MATERIAL FOR THIS TASK:
◇ ◇ ◇ ◇ ◇ ◇ ◇

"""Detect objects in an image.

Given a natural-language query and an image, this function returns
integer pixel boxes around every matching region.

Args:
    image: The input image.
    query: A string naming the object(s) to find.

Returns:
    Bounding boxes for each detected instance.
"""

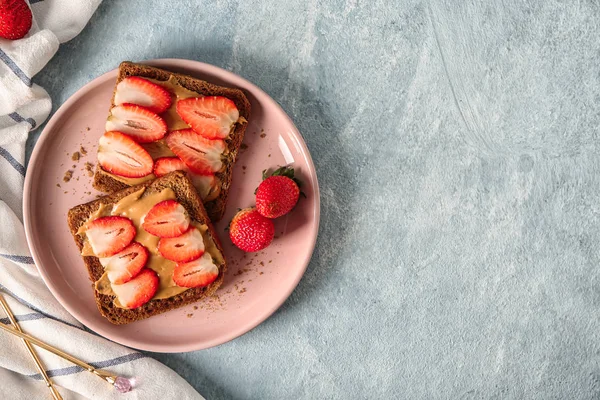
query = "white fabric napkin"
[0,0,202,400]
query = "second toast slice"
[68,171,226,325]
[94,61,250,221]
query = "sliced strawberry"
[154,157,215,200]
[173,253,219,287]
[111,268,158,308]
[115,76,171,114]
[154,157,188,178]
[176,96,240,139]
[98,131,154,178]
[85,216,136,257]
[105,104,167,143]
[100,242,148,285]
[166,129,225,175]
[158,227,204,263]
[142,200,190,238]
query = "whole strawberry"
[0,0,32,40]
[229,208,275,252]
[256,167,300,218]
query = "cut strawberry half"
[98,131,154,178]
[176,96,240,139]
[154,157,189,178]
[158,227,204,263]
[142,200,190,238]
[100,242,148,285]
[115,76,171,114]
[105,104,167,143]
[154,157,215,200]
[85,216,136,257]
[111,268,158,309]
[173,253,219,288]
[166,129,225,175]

◇ ◇ ◇ ◇ ◇ ◇ ◇

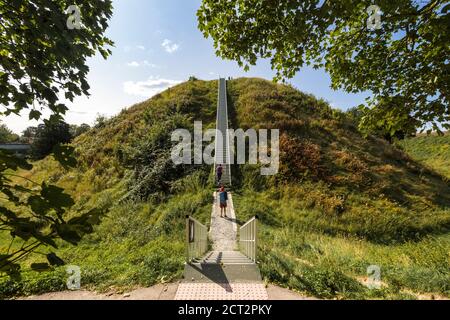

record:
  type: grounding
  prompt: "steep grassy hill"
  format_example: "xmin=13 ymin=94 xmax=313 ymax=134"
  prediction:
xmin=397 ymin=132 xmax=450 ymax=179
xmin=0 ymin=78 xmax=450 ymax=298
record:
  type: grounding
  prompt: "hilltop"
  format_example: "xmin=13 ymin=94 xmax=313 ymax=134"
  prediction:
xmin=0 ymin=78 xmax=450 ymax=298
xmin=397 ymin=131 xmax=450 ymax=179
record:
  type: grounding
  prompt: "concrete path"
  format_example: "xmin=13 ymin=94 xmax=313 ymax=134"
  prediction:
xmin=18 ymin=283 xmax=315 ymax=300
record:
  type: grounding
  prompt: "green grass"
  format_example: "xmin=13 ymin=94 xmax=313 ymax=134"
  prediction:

◇ ◇ ◇ ◇ ◇ ◇ ◇

GIVEN REQUEST: Reproduce the lines above between the line holding "in an image." and the line holding "[256,167,300,218]", inclusive, and leave the pictures out.

REPLY TO THE EXERCISE:
"""Detect objects in an image.

Given a natural-language query and an image, this function returns
integer pixel boxes around every matching region.

Args:
    image: The input image.
    query: A string naming the object(s) to find.

Returns:
    Bounding boxes for each detected instance.
"""

query = "white fabric napkin"
[0,0,202,400]
query = "second toast slice"
[68,171,226,325]
[94,61,250,221]
query = "sliced strawberry"
[154,157,215,200]
[173,253,219,287]
[111,268,158,308]
[115,76,171,114]
[154,157,188,178]
[176,96,240,139]
[98,131,154,178]
[85,216,136,257]
[105,104,167,143]
[100,242,148,285]
[166,129,225,175]
[158,227,204,263]
[142,200,190,238]
query = "whole strawberry"
[0,0,32,40]
[229,208,275,252]
[256,167,300,218]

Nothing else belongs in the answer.